TEXT PROVIDED:
********
# Jet Ski Fresh Connection



## JetSkiBrian (Jun 1, 2009)

It was windy this afternoon but I had company coming over so I wanted some fresh Cobia for dinner. Luckily even though I got a late start and it was three and four footers I still managed to catch dinner. I caught this cobia on a live eel at 4:30 and he was on my dinner plate by 6:30 tonight. Here are couple pictures I took today.









Tonight was Creamy Italian Garlic Cobia Wrap with grilled cobia, lettuce, tomatoes and red onion. 




I saw flipper today.





Caught a bunch of Blue Crabs off my dock.



Had a good thunderstorm two nights ago.


----------



## akhan (Mar 17, 2011)

Lucky guests - fresh meal! Pics are great as usual Brian - keep it up!!


----------



## Tracker01 (Apr 4, 2011)

Living the life. Great pictures.


----------



## JetSkiBrian (Jun 1, 2009)

Thanks! Another fun day.


----------



## ncdead (Jun 16, 2015)

Nice catch and great pics as always. Tough to get that lightning strike photo...fantastic. Thanks for sharing!


----------



## Surf_Pier_Guy (Jun 9, 2000)

Wow! Thank you Brian for sharing. I look forward to each of your posting. Thank you! Thank you!!!


----------



## spydermn (Apr 26, 2009)

OMG that taco looks amazing!!!!

Loosk like fun fishing


----------



## Banus (Apr 21, 2004)

Nice work!


----------
********
Dataset records:
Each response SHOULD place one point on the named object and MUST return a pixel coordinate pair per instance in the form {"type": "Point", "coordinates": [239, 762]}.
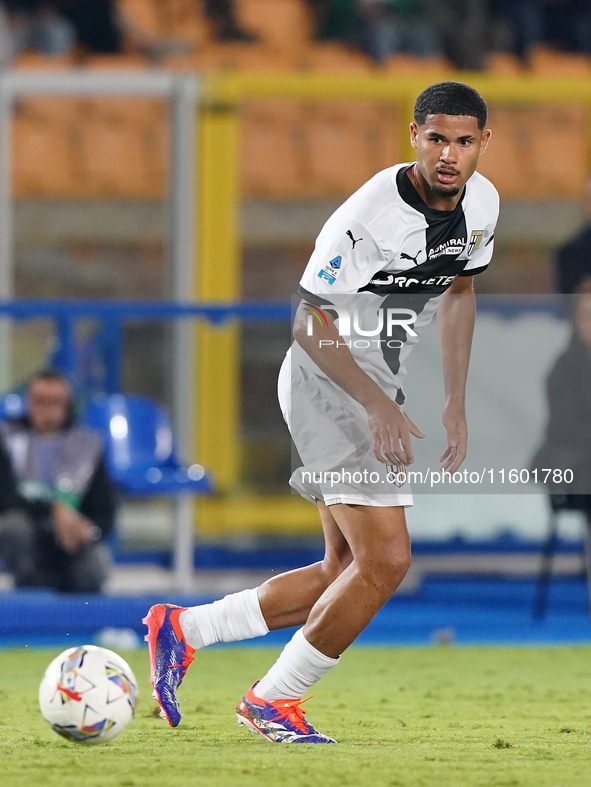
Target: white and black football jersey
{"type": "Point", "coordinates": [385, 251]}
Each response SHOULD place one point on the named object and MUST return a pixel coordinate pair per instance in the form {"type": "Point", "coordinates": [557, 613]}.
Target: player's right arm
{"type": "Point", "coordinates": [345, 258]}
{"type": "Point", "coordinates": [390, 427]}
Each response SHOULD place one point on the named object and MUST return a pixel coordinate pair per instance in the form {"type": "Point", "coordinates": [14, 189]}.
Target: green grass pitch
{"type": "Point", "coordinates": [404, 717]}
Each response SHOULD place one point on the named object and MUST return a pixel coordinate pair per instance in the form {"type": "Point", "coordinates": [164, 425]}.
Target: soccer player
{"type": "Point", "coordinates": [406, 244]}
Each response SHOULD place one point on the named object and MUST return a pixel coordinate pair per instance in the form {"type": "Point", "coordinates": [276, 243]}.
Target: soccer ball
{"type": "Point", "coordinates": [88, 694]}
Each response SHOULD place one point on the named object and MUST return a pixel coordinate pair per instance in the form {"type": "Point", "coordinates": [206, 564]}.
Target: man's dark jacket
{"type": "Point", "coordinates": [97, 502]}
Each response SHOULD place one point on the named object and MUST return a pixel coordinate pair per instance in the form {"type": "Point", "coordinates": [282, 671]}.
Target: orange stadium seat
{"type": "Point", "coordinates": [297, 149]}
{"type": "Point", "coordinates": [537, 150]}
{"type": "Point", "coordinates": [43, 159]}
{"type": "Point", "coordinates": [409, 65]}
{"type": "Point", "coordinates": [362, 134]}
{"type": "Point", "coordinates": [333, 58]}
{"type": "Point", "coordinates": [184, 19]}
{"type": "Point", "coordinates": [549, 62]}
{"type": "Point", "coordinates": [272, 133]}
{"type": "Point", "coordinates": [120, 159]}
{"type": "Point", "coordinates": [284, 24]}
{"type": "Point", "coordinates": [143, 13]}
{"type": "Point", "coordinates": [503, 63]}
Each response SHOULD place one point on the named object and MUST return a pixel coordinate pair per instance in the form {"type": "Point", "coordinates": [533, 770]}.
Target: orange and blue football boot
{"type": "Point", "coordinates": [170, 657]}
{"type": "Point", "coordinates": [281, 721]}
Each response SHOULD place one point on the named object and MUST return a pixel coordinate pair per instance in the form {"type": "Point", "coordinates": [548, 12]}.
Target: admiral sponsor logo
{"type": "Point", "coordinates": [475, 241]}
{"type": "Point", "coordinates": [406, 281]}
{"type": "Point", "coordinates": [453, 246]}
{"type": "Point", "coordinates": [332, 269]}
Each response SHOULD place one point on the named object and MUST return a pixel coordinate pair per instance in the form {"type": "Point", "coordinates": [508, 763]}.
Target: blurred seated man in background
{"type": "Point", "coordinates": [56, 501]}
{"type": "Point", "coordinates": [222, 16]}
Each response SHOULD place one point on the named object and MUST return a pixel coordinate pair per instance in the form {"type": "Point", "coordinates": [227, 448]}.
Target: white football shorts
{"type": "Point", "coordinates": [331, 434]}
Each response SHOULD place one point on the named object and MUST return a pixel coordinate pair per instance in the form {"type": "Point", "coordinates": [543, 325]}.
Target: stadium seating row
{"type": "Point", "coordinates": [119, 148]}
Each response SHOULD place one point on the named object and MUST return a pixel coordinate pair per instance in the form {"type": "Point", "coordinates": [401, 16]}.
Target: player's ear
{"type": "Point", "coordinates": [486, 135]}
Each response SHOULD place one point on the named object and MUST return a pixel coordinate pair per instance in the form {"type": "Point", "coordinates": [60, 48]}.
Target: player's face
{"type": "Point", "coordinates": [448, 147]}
********
YOUR OBJECTIVE: Check each statement against the cobia fishing thread and answer yes or no, quoting the exact words from the thread that decide it. 1. The cobia was caught on a live eel. 2. The Blue Crabs were caught off a pier. 3. The thunderstorm came the night before the fishing trip. These records were taken from a different source than the cobia fishing thread.

ANSWER TO THIS PROBLEM:
1. Yes: "I caught this cobia on a live eel at 4:30"
2. No: "Caught a bunch of Blue Crabs off my dock."
3. No: "Had a good thunderstorm two nights ago."